# Stored data entries
BEGIN
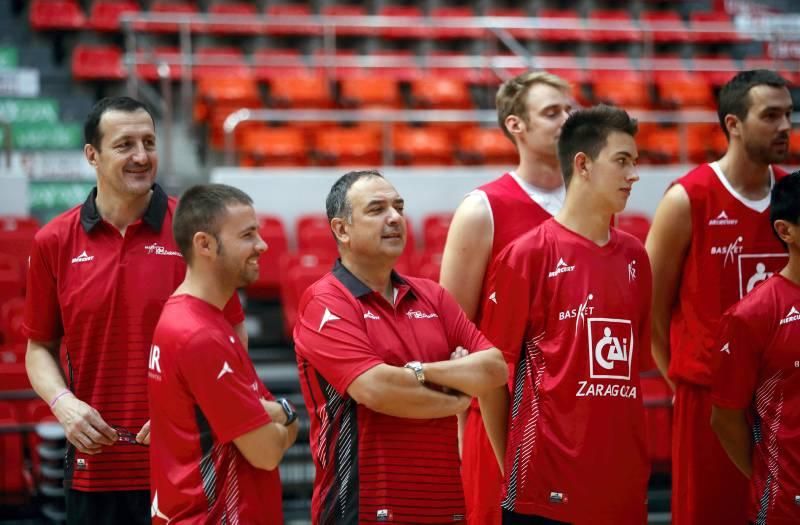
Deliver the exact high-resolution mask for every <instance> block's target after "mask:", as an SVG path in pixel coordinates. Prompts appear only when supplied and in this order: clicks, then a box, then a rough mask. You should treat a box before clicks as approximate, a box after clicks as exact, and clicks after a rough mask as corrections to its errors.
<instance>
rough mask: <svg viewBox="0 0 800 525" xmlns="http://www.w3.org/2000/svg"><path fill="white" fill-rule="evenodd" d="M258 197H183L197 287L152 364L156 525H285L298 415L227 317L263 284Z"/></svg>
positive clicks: (151, 482)
mask: <svg viewBox="0 0 800 525" xmlns="http://www.w3.org/2000/svg"><path fill="white" fill-rule="evenodd" d="M252 203H253V202H252V200H251V199H250V197H248V196H247V195H246V194H245V193H243V192H242V191H240V190H238V189H236V188H232V187H230V186H225V185H222V184H209V185H206V186H195V187H193V188H190V189H188V190H187V191H186V192H185V193H184V194H183V196H182V197H181V201H180V204H179V205H178V210H177V212H176V214H175V220H174V222H173V229H174V234H175V241H176V242H177V244H178V247H179V248H180V251H181V253H182V254H183V257H184V258H185V259H186V261H187V264H188V270H187V272H186V279H185V280H184V281H183V283H181V285H180V286H179V287H178V288H177V289H176V290H175V293H174V294H173V295H172V297H170V298H169V300H168V301H167V304H166V305H165V306H164V309H163V311H162V313H161V318H160V319H159V321H158V325H157V326H156V330H155V334H154V335H153V345H152V347H151V351H150V361H149V374H148V375H149V381H148V382H149V391H150V417H151V423H150V425H151V432H152V435H153V437H152V443H151V445H150V460H151V461H150V464H151V465H152V468H151V473H150V477H151V491H152V493H153V496H152V506H151V507H152V508H151V514H152V517H153V523H162V522H166V523H196V524H202V523H247V524H259V523H260V524H264V525H280V524H281V523H283V511H282V501H281V482H280V476H279V474H278V470H277V466H278V463H279V462H280V460H281V459H282V457H283V453H284V452H285V451H286V449H288V448H289V447H290V446H291V445H292V443H294V440H295V438H296V437H297V426H298V423H297V421H296V416H295V415H294V411H293V409H292V407H291V406H290V405H288V403H287V402H286V401H285V400H280V401H281V402H280V403H279V402H276V401H275V399H274V397H273V396H272V394H270V392H269V391H268V390H267V389H266V388H265V387H264V385H263V383H261V381H260V380H259V379H258V376H257V375H256V371H255V368H254V367H253V363H252V361H250V358H249V356H248V355H247V351H246V350H245V349H244V347H243V346H242V345H241V343H240V342H239V340H238V338H237V337H236V336H235V334H234V332H233V329H232V328H231V327H230V325H229V324H228V323H227V322H226V321H225V318H224V316H223V315H222V307H223V306H224V305H225V303H226V301H227V299H228V297H230V296H231V295H232V294H233V293H234V292H235V291H236V289H237V288H240V287H243V286H246V285H248V284H250V283H251V282H253V281H254V280H255V279H257V278H258V258H259V256H260V255H261V254H262V253H264V251H265V250H266V249H267V245H266V244H265V243H264V241H263V240H262V239H261V237H260V236H259V234H258V220H257V218H256V214H255V211H254V210H253V207H252Z"/></svg>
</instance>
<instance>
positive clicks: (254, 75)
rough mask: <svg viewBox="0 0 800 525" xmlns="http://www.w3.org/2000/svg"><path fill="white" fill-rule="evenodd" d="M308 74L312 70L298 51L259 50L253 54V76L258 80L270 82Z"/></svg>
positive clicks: (291, 49) (256, 50) (264, 49)
mask: <svg viewBox="0 0 800 525" xmlns="http://www.w3.org/2000/svg"><path fill="white" fill-rule="evenodd" d="M270 61H272V62H270ZM308 74H310V70H309V68H308V66H307V65H306V63H305V62H304V61H303V57H302V56H301V55H300V50H298V49H274V48H270V49H257V50H256V51H255V52H254V53H253V75H254V76H255V77H256V79H257V80H260V81H270V80H272V79H274V78H277V77H282V76H292V77H294V76H304V75H308Z"/></svg>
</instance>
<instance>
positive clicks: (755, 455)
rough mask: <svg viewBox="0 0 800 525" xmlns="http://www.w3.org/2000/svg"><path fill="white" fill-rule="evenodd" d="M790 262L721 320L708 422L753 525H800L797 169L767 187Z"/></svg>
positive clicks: (799, 310) (771, 207)
mask: <svg viewBox="0 0 800 525" xmlns="http://www.w3.org/2000/svg"><path fill="white" fill-rule="evenodd" d="M770 208H771V211H770V221H771V222H772V227H773V230H774V232H775V235H776V236H777V237H778V238H779V239H780V241H781V242H782V243H783V244H784V245H785V246H786V247H787V248H788V250H789V262H788V263H787V264H786V266H784V267H783V269H781V271H780V272H778V273H776V274H775V275H773V276H772V277H770V278H768V279H767V280H766V281H765V282H764V283H763V284H761V285H760V286H758V287H757V288H756V289H755V290H753V291H752V292H751V293H749V294H747V296H745V297H744V298H743V299H742V300H741V301H739V302H738V303H736V304H735V305H734V306H733V307H731V308H730V309H728V311H727V312H726V313H725V315H724V316H723V318H722V322H721V330H720V336H719V338H718V342H717V345H716V348H717V354H716V357H717V358H718V359H719V367H718V368H717V369H716V370H715V374H714V382H713V387H712V403H713V406H712V409H711V426H712V427H713V429H714V431H715V432H716V434H717V436H718V437H719V440H720V443H721V444H722V446H723V448H724V449H725V451H726V452H727V453H728V457H730V459H731V461H732V462H733V464H734V465H736V467H737V468H738V469H739V470H740V471H741V472H742V473H743V474H744V475H745V476H746V477H748V478H750V497H749V498H748V512H747V514H746V515H745V517H746V518H747V519H749V520H750V522H751V523H764V524H766V525H777V524H788V523H800V456H798V451H800V171H798V172H795V173H793V174H791V175H788V176H786V177H784V178H783V179H781V180H779V181H778V182H776V183H775V187H773V188H772V199H771V202H770Z"/></svg>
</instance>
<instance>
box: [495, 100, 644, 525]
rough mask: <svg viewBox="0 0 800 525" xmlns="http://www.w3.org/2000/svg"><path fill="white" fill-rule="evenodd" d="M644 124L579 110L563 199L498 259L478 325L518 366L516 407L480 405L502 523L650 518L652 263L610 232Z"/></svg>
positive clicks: (498, 404) (636, 158)
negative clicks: (496, 480) (648, 506)
mask: <svg viewBox="0 0 800 525" xmlns="http://www.w3.org/2000/svg"><path fill="white" fill-rule="evenodd" d="M636 131H637V125H636V121H635V120H633V119H631V118H630V117H629V116H628V114H627V113H625V112H624V111H623V110H621V109H617V108H611V107H607V106H598V107H594V108H591V109H586V110H578V111H576V112H575V113H573V114H572V115H570V117H569V118H568V119H567V121H566V122H565V123H564V126H563V127H562V128H561V136H560V138H559V141H558V154H559V159H560V164H561V172H562V174H563V177H564V181H565V184H566V186H567V194H566V200H565V202H564V206H563V207H562V208H561V211H559V212H558V213H557V214H556V215H555V216H554V217H553V218H552V219H549V220H547V221H545V222H543V223H542V224H541V225H540V226H538V227H537V228H535V229H534V230H533V231H531V232H529V233H526V234H523V235H522V236H520V237H518V238H517V239H515V240H514V241H512V242H511V243H510V244H509V245H508V246H507V247H506V248H505V249H504V250H503V251H502V252H501V253H500V254H499V255H498V257H497V258H496V259H495V261H494V262H493V263H492V266H491V267H490V271H489V281H488V283H487V287H486V291H485V296H484V302H483V309H484V317H483V321H482V322H481V328H482V329H483V330H484V333H485V334H486V336H487V337H489V339H490V340H491V341H493V342H494V343H495V344H497V346H498V347H499V348H500V349H501V350H502V351H503V354H504V355H505V358H506V362H507V363H508V364H509V366H510V367H513V369H514V380H513V384H512V385H511V398H512V399H511V401H510V402H509V392H508V390H504V391H501V392H499V393H498V392H491V393H490V394H489V395H488V396H486V398H487V399H485V401H484V402H482V404H481V407H482V412H483V417H484V421H485V422H486V431H487V433H488V435H489V439H490V440H491V441H492V445H493V447H494V449H495V450H499V451H501V452H502V453H503V454H502V455H503V457H504V460H505V461H504V469H503V472H504V474H505V483H504V489H503V500H502V513H503V524H504V525H534V524H535V525H540V524H548V525H549V524H562V523H574V524H585V523H591V524H594V525H612V524H613V525H618V524H621V523H624V524H626V525H633V524H640V525H641V524H643V523H645V522H646V519H647V504H646V501H647V481H648V477H649V472H650V465H649V461H648V456H647V442H646V439H645V431H644V408H643V404H642V396H641V391H640V384H639V371H640V368H641V367H640V362H641V352H642V350H643V349H649V346H650V345H649V341H650V316H649V312H650V296H651V295H650V294H651V286H652V283H651V279H650V266H649V263H648V260H647V254H646V253H645V251H644V247H643V246H642V244H641V242H639V241H638V240H637V239H636V238H634V237H633V236H631V235H628V234H627V233H624V232H622V231H618V230H616V229H615V228H610V227H609V224H610V223H611V218H612V216H613V215H614V214H617V213H620V212H621V211H622V210H623V209H624V208H625V205H626V203H627V201H628V197H629V196H630V192H631V188H632V186H633V184H634V183H635V182H636V181H637V180H639V177H638V175H637V173H636V161H637V159H638V152H637V148H636V143H635V141H634V135H635V134H636ZM587 350H588V352H587ZM485 407H486V408H485ZM488 407H491V409H488Z"/></svg>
END
# YOUR GOAL
Set down, from the entries above, exactly the lines from the one with "74L312 70L298 51L259" up to and including the one with "262L721 320L708 422L753", and no other lines.

# WRITTEN ANSWER
rough mask: <svg viewBox="0 0 800 525" xmlns="http://www.w3.org/2000/svg"><path fill="white" fill-rule="evenodd" d="M308 74L312 70L298 51L259 50L253 54V76L258 80L270 82Z"/></svg>
positive clicks: (291, 49) (256, 50) (264, 49)
mask: <svg viewBox="0 0 800 525" xmlns="http://www.w3.org/2000/svg"><path fill="white" fill-rule="evenodd" d="M270 61H272V62H270ZM308 74H310V70H309V68H308V66H307V65H306V63H305V62H304V61H303V57H302V56H301V55H300V50H298V49H274V48H270V49H257V50H256V51H255V52H254V53H253V75H254V76H255V77H256V79H257V80H260V81H270V80H272V79H274V78H277V77H282V76H292V77H294V76H304V75H308Z"/></svg>
</instance>
<instance>
positive clicks: (755, 455)
rough mask: <svg viewBox="0 0 800 525" xmlns="http://www.w3.org/2000/svg"><path fill="white" fill-rule="evenodd" d="M790 262L721 320L708 422L753 525H800L797 169L767 187Z"/></svg>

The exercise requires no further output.